**設定課題**. 以下の記録をすべて、一字も変えずにそのまま返しなさい。

**記録一覧**.
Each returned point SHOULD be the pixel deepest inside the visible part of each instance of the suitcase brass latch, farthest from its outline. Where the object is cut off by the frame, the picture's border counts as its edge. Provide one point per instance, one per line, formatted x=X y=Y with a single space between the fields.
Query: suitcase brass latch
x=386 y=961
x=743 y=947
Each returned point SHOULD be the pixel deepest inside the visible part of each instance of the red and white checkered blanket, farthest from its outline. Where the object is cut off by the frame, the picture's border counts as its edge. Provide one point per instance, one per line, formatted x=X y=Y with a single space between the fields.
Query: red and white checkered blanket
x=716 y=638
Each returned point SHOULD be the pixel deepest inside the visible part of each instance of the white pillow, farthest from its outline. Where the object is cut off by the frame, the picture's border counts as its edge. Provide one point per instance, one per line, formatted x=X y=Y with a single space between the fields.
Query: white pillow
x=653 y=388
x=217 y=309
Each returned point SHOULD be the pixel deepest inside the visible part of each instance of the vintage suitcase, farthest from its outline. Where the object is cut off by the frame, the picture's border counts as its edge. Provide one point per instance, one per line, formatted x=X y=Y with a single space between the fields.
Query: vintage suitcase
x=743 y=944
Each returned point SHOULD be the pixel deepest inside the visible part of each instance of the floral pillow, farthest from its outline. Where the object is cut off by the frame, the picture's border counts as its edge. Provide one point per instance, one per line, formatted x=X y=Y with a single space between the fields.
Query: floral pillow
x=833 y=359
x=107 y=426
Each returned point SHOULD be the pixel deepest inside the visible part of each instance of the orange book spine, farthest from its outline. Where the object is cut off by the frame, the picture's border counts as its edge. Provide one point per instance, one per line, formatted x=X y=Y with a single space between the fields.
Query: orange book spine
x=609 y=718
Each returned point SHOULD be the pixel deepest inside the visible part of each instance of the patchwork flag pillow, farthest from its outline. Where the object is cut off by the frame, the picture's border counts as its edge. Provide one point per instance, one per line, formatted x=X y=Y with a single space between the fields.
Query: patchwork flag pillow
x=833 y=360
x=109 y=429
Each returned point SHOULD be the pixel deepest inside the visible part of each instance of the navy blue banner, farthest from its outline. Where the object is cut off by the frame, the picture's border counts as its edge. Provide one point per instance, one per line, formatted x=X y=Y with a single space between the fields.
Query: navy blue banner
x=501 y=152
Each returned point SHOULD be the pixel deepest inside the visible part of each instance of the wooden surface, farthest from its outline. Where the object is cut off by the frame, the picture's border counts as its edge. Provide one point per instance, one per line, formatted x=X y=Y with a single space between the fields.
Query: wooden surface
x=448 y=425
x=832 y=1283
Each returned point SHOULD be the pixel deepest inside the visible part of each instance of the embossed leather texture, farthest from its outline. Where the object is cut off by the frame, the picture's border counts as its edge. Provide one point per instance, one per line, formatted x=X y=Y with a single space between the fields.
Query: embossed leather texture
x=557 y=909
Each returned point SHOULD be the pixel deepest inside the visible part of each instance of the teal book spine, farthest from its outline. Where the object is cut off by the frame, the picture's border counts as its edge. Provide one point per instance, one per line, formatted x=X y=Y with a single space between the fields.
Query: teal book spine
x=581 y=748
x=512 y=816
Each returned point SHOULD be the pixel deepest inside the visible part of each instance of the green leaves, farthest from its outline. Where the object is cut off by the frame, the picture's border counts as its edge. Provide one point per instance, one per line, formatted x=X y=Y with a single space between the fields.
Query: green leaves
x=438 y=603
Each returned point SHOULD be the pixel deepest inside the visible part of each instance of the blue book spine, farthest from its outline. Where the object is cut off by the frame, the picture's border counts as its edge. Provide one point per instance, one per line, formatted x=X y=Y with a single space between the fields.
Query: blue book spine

**課題の出力**.
Each returned point SHOULD be the pixel deepest inside the visible part of each instance of the suitcase brass latch, farthest from its outline. Where the object is cut off by the frame, the picture's border counts as its edge. Provide one point per instance, one per line, formatted x=X y=Y with a single space between the fields.
Query: suitcase brass latch
x=386 y=961
x=743 y=947
Each returned point SHOULD be the pixel deepest inside the visible part of each instance of the red and white checkered blanket, farthest from its outline. Where the object is cut off by the frame, the picture's border counts as its edge. Provide one point per instance, one per line, formatted x=X y=Y with a single space between the fields.
Query: red and white checkered blanket
x=716 y=638
Each returned point SHOULD be the pixel deepest inside the visible part of each instance of the white pillow, farthest from its outline. Where the object is cut off by the frame, the picture's border counts as its edge. Provide one point per instance, one per line, formatted x=X y=Y with a single space between the fields.
Query: white pillow
x=653 y=388
x=217 y=309
Each returned point SHOULD be the pixel deepest inside the visible part of each instance of the vintage suitcase, farthest from its outline. Where the object is cut off by the frame, the picture's border counts as its edge. Provide one point per instance, one per line, formatted x=X y=Y with a single space between the fields.
Query: vintage suitcase
x=743 y=944
Each returned point SHOULD be the pixel deepest inside the visible part of each instance of the floral pillow, farthest from its outline. Where the object is cut off by the frame, the picture's border counts as its edge. Provide one point per instance, one per line, formatted x=X y=Y with a single space between the fields.
Query: floral pillow
x=833 y=359
x=107 y=426
Each returned point SHOULD be the pixel deepest inside the visible part of each instance of the orange book spine, farthest from its outline. Where the object is cut off by the frame, the picture's border counts as its edge. Provide one point per instance, one per line, formatted x=X y=Y with a single space between the fields.
Query: orange book spine
x=609 y=718
Each returned point SHOULD be the pixel deepest inside the visible part of each instance of the patchwork flag pillow, farthest from its outline. Where the object is cut off by the frame, the picture's border counts as its edge. Provide one point per instance, one per line, formatted x=X y=Y with a single space between the fields.
Query: patchwork flag pillow
x=833 y=360
x=109 y=429
Each returned point SHOULD be the pixel deepest inside the visible part of each instance of the navy blue banner, farthest from its outline. Where the object is cut off by the frame, the picture's border counts as its edge. Provide one point per instance, one per line, formatted x=X y=Y with a single space between the fields.
Query: navy blue banner
x=501 y=152
Each returned point SHOULD be the pixel deepest inside the visible part of each instance of the wooden surface, farthest from its outline. Where the object is cut off by the frame, the picture's border counts as its edge. Provide one point per instance, one per line, formatted x=X y=Y with a single space between the fields.
Query: wooden surface
x=448 y=425
x=832 y=1283
Each returned point SHOULD be the pixel deepest inside the visible part of each instance of the embossed leather texture, farthest from its outline. Where the object is cut off by the frame, the picture's border counts as its edge. Provide one point per instance, one per line, formatted x=X y=Y with a single space between the fields.
Query: embossed leather texture
x=557 y=909
Each returned point SHOULD be the pixel deepest inside the visible part of each instance of the teal book spine, farthest from its outline. Where the object is cut off by the frame, the picture's border counts as its edge. Provide one point per instance, one per line, formatted x=X y=Y with a single space between the fields.
Query: teal book spine
x=581 y=748
x=512 y=816
Each returned point SHOULD be the pixel deepest inside the visible part of each instance of the green leaves, farthest from its outline. Where the object is cut off by the frame, the picture's border counts as its edge. Provide one point per instance, one per line, formatted x=X y=Y with a single space between the fields.
Query: green leaves
x=438 y=603
Each returned point SHOULD be the pixel deepest inside the visible part of each instance of the blue book spine, farthest from its outline. Where the object is cut off by the frame, the picture's border counts as its edge. Provide one point per instance, one per line, formatted x=X y=Y with a single space between the fields.
Query: blue book spine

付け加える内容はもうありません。